■ Exercise: Output the records below word for word, leaving out the pictures.

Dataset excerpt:
^^^^^^^^
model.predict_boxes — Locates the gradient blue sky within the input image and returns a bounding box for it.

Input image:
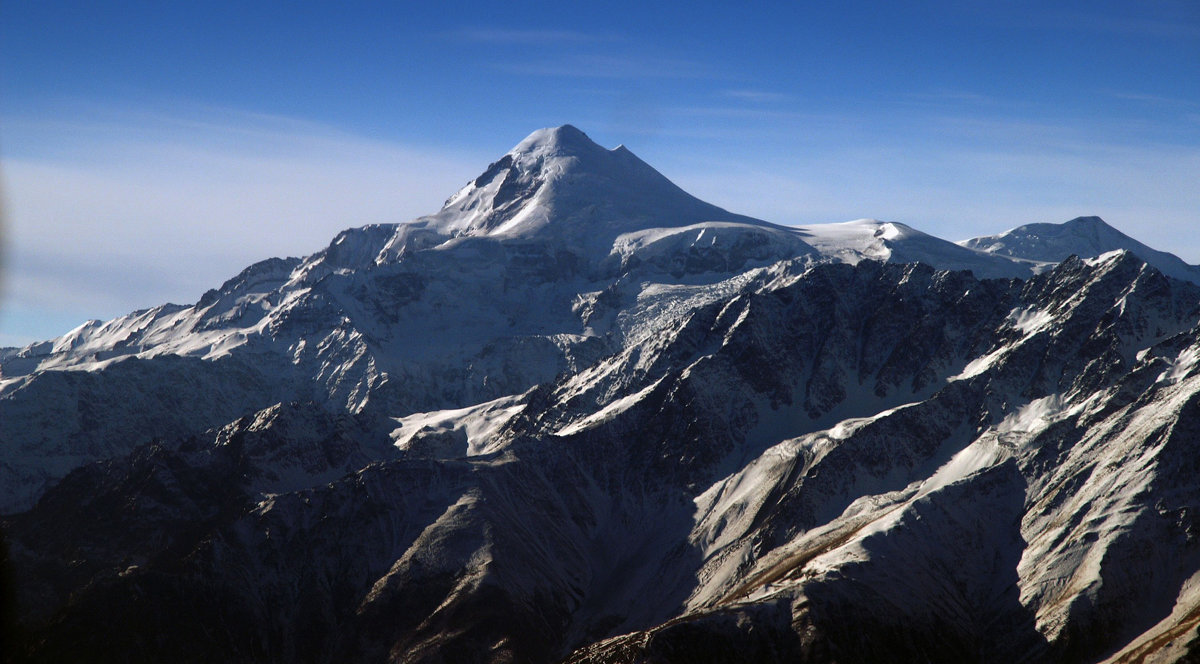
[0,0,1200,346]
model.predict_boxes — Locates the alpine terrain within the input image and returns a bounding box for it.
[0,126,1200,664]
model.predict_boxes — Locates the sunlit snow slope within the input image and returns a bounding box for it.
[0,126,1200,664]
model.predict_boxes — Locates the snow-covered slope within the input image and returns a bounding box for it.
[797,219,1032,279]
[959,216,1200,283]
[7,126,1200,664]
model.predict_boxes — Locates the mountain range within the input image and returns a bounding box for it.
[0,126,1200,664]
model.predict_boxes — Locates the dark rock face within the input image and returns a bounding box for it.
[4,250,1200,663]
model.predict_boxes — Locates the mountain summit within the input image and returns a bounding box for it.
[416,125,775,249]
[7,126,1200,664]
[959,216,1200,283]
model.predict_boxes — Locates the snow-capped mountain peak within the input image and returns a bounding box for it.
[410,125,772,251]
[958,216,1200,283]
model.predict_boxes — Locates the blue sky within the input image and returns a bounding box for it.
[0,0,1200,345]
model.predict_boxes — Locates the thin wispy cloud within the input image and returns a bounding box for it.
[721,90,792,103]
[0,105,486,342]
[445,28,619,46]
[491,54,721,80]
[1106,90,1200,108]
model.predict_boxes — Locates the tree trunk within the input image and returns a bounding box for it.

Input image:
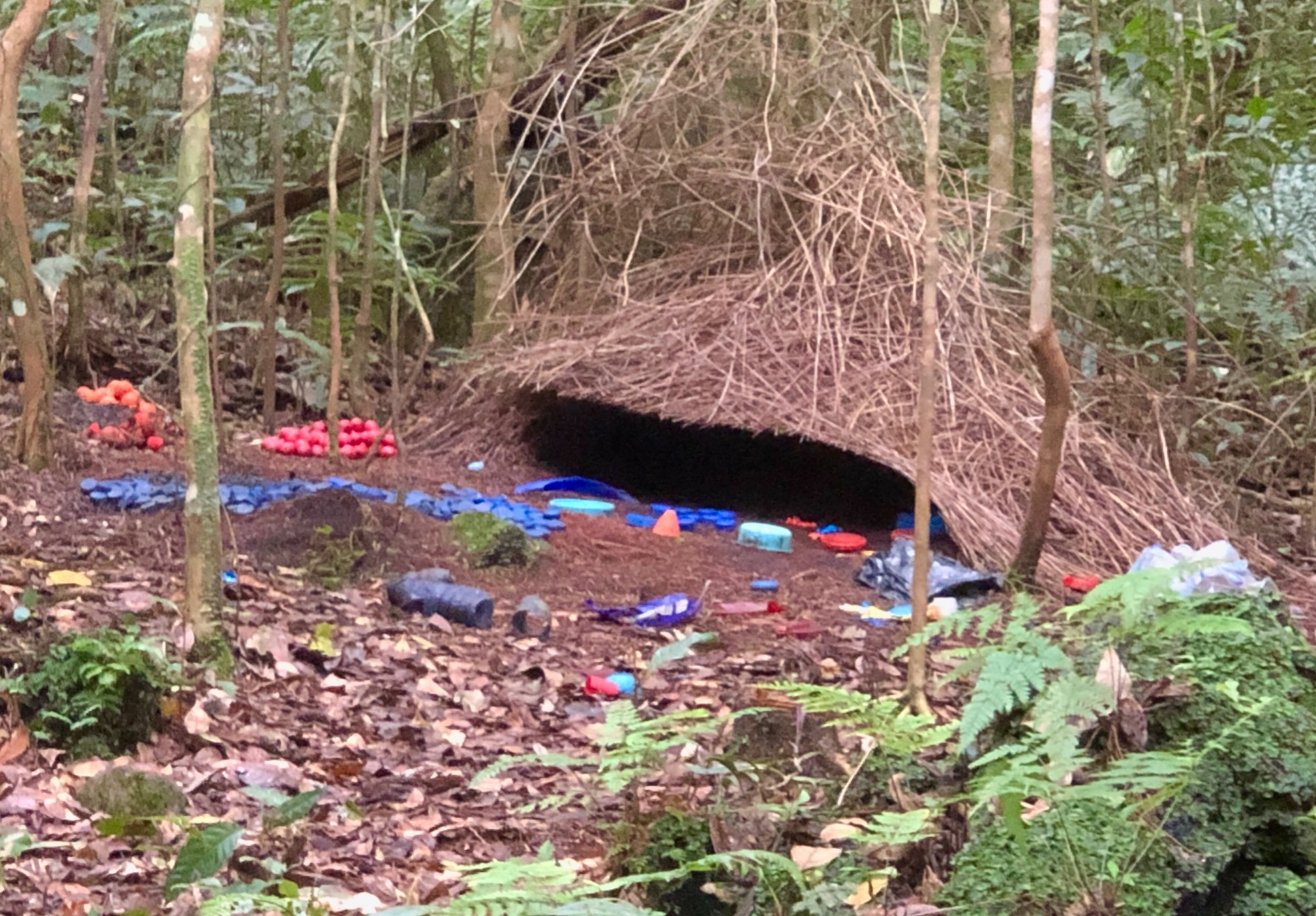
^^^^^^^^
■ Output:
model.predict_boxes — Locates the gradient blue sky within the input image and returns a bounding box for it.

Input image:
[0,0,1200,346]
model.predict_boxes — Locates the alpine terrain within the input image and returns a bounding box for it.
[0,126,1200,664]
model.predict_boxes — Locates the sunlit snow slope within the input image and returns a bounding box for it.
[0,126,1200,664]
model.predict_boxes — Locates the snow-covered slope within the input image and returns a bounding box for it.
[797,219,1032,279]
[959,216,1200,283]
[7,126,1200,664]
model.predict_boxes — Locates the mountain range within the input image and returns a bounding box for it.
[0,126,1200,664]
model.predict_boxes — Locates the dark rock face within the input image and returns a bounding box for it.
[4,250,1200,663]
model.predict_boxes — Locates the mountain summit within the input image and returns a bounding box for it.
[416,125,775,249]
[7,126,1200,664]
[959,216,1200,283]
model.predict_boxes — Locates the snow-capped mountain peak within the input image and returns a bounding box for it.
[410,125,772,251]
[958,216,1200,283]
model.predict_boxes — Locates the blue sky within the input image and returns a bounding box for it.
[0,0,1200,345]
model.predict_boxes — Locates the thin wispy cloud within the input image and returns a bounding box for it.
[721,90,792,103]
[0,105,486,342]
[445,28,619,46]
[491,54,721,80]
[1106,90,1200,108]
model.predict_boxes — Locates the tree trunk within the input image and returns a bounding box for it.

Input image:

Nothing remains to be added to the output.